━━━ Entries supplied

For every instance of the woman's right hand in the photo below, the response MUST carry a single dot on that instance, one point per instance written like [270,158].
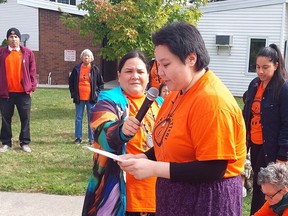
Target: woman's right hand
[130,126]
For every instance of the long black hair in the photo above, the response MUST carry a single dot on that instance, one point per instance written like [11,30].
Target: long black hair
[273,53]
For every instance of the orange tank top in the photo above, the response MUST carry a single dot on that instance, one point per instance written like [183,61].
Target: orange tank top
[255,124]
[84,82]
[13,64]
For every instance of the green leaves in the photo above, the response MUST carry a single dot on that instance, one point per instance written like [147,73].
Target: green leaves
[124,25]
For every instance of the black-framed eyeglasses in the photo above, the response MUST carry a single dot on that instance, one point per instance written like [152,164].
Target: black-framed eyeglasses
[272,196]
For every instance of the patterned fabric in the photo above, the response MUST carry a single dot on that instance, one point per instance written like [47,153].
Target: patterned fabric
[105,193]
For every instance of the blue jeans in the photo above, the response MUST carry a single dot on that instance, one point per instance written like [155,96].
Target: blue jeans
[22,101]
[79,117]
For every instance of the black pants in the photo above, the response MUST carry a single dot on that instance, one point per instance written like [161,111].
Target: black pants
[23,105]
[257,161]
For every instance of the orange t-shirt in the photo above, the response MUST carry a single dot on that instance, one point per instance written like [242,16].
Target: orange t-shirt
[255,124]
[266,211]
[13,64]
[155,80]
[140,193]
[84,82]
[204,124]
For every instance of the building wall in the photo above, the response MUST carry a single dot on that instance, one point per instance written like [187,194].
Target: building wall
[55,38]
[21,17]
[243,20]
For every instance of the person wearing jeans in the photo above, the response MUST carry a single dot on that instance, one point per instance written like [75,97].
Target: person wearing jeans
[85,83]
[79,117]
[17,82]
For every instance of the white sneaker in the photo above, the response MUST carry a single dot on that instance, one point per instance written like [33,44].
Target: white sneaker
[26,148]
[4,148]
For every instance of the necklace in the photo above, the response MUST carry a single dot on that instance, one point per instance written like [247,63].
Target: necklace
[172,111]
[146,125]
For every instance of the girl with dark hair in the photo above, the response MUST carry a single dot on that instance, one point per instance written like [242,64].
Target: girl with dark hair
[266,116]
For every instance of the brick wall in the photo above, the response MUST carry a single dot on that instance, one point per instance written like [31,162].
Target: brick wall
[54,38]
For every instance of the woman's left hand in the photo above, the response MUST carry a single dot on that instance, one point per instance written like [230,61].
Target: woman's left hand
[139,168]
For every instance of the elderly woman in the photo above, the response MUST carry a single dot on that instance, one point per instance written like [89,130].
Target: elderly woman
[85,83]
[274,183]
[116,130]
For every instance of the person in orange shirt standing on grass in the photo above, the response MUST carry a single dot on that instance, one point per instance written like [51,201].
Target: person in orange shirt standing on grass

━━━━━━
━━━ Entries supplied

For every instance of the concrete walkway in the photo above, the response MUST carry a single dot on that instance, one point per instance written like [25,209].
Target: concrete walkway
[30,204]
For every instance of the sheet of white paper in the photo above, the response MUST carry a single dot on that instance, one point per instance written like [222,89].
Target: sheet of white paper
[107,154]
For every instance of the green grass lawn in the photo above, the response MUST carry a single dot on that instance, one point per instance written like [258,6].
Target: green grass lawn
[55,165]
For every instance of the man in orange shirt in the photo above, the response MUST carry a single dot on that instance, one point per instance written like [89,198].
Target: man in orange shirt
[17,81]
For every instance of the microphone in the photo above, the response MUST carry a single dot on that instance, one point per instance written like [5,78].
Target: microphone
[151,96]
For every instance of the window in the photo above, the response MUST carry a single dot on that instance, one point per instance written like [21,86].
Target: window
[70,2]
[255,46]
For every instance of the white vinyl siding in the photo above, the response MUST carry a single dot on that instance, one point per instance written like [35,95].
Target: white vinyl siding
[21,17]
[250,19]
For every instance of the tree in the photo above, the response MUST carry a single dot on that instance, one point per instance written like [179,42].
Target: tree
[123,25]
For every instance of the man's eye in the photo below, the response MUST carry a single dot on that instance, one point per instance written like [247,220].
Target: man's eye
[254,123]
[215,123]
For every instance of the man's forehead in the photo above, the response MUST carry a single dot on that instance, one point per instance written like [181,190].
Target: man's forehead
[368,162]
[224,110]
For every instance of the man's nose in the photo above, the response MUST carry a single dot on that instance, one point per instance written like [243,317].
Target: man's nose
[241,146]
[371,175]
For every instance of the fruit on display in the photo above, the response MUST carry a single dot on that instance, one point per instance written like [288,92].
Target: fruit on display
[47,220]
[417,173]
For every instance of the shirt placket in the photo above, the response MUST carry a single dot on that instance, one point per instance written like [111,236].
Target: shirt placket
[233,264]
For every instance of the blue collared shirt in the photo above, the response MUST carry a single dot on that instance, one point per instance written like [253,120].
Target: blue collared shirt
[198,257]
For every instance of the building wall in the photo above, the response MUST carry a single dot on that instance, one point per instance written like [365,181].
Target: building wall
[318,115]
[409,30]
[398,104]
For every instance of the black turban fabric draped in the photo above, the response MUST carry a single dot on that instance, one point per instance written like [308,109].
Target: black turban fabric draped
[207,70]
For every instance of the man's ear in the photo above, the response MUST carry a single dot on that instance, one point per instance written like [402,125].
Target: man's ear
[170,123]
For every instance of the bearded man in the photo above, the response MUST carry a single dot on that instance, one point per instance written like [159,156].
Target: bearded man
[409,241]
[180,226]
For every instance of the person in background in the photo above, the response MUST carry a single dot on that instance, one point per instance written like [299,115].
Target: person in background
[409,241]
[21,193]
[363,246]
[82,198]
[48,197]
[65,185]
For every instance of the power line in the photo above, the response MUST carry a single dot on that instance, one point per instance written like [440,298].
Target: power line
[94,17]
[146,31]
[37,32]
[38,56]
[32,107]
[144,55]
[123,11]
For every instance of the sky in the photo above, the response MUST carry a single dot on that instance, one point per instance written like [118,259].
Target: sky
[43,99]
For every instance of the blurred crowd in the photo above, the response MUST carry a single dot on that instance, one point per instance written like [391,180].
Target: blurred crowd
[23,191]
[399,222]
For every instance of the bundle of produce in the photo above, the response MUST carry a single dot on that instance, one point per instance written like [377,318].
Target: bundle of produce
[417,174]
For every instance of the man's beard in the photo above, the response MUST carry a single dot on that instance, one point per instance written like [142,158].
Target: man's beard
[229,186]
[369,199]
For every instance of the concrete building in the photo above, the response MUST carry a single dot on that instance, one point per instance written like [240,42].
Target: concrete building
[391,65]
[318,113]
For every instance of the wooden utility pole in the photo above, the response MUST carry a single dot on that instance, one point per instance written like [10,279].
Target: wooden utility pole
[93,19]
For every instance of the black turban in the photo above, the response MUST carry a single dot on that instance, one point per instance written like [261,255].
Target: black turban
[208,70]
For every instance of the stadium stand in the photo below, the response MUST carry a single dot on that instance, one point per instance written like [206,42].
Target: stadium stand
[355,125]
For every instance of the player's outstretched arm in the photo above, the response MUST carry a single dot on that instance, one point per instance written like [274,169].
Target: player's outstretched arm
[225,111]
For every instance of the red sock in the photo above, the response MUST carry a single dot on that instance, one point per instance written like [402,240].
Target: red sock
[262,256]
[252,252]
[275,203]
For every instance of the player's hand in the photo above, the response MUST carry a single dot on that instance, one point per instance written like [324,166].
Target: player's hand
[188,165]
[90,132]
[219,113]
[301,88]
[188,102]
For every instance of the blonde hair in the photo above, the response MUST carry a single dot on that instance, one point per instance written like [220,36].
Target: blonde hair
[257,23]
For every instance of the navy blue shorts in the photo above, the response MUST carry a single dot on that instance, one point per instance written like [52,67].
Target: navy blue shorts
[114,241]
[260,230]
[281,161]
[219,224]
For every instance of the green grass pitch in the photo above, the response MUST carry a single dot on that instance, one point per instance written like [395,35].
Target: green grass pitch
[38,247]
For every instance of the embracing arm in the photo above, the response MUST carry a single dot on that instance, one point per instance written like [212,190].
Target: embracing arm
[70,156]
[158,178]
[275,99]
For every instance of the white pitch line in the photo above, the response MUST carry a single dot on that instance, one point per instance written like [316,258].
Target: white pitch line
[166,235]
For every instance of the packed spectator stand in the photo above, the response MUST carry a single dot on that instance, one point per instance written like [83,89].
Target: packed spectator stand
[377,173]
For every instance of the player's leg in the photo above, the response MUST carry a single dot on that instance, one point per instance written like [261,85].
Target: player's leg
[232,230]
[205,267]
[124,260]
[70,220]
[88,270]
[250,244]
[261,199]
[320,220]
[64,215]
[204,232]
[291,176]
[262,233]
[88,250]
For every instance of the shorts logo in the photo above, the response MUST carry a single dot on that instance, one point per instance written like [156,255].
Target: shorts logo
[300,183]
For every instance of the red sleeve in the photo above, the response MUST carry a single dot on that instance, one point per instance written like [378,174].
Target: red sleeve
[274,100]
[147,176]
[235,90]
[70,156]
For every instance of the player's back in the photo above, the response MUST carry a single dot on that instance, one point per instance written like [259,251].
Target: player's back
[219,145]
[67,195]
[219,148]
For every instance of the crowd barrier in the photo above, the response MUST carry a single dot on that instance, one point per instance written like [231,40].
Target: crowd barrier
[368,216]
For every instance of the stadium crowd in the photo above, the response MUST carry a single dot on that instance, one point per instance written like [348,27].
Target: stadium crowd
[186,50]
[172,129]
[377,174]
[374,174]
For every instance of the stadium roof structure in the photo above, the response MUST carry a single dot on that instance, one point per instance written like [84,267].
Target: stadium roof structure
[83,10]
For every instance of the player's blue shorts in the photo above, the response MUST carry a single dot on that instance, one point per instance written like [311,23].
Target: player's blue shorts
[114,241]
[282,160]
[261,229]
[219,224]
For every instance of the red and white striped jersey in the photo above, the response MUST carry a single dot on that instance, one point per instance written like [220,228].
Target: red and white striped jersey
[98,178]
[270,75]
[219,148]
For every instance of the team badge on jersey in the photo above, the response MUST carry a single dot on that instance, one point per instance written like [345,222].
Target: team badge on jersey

━━━━━━
━━━ Entries supplied

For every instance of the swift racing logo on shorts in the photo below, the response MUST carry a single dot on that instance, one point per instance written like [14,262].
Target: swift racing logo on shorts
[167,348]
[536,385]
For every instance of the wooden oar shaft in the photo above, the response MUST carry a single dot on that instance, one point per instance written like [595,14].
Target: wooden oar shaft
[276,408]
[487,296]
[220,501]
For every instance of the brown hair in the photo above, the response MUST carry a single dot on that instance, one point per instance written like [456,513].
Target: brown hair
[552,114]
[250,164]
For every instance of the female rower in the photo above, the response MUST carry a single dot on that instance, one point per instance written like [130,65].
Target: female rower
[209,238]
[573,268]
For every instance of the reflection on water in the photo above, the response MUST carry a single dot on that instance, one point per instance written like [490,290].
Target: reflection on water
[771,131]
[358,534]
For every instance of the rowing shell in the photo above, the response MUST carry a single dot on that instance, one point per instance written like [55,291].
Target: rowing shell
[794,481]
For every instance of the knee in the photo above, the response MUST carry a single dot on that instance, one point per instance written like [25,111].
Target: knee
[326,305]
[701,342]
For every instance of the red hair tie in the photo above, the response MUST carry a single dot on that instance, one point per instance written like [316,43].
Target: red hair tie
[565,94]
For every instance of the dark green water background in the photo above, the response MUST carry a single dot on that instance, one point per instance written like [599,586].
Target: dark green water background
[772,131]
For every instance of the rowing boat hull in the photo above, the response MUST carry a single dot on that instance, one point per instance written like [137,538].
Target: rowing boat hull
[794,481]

━━━━━━

• Assignment:
Lines above containing "team": give their number only.

• Result below:
2